Copy, from the entries below, each line in which the string "workers" appears.

== SUPPLIED MATERIAL ==

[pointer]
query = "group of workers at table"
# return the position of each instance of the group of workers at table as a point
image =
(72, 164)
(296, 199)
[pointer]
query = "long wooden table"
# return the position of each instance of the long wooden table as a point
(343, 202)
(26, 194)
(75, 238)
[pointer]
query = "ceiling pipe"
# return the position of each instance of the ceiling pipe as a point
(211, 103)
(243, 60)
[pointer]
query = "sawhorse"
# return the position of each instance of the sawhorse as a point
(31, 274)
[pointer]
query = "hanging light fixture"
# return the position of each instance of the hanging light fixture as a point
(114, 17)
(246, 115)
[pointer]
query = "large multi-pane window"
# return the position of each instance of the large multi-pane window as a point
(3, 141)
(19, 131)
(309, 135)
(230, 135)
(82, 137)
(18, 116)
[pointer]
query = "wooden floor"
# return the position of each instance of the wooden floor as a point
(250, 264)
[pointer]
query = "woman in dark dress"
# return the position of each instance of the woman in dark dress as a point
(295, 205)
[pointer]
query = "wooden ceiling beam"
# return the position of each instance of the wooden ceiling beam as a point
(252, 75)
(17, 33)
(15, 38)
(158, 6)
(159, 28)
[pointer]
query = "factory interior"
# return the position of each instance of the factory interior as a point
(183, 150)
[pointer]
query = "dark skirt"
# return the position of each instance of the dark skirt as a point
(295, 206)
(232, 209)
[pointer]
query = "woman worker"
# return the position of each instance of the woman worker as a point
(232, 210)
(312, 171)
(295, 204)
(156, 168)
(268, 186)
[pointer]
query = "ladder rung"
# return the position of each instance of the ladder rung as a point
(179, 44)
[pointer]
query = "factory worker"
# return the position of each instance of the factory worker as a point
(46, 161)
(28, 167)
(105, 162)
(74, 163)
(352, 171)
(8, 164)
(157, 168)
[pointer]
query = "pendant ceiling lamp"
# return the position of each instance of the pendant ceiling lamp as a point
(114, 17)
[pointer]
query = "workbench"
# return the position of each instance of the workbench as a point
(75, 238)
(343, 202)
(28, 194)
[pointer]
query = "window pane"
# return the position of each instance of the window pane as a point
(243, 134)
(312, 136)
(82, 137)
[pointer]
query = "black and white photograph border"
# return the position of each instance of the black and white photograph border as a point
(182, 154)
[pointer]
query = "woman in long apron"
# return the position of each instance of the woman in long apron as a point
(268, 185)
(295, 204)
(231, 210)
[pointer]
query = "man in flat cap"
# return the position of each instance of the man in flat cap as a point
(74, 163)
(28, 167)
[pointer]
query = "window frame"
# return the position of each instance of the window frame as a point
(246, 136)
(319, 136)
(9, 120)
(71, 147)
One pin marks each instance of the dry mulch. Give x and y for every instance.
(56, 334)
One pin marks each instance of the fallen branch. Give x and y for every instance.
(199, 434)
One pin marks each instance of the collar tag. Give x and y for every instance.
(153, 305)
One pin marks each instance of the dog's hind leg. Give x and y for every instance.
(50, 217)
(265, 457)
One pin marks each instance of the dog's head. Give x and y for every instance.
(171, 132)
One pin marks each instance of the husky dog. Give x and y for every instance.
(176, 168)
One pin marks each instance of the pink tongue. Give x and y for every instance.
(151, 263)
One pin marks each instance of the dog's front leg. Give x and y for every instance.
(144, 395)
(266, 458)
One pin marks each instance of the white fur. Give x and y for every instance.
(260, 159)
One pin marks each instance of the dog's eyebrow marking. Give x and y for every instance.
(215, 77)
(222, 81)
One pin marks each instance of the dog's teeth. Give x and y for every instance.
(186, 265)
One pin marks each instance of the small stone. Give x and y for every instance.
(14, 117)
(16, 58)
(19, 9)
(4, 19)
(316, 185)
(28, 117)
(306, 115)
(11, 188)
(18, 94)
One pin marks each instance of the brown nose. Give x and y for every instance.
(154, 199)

===

▶ [WRITTEN ANSWER]
query = "group of workers at table"
# return the position of each instance of the group of workers at table as a point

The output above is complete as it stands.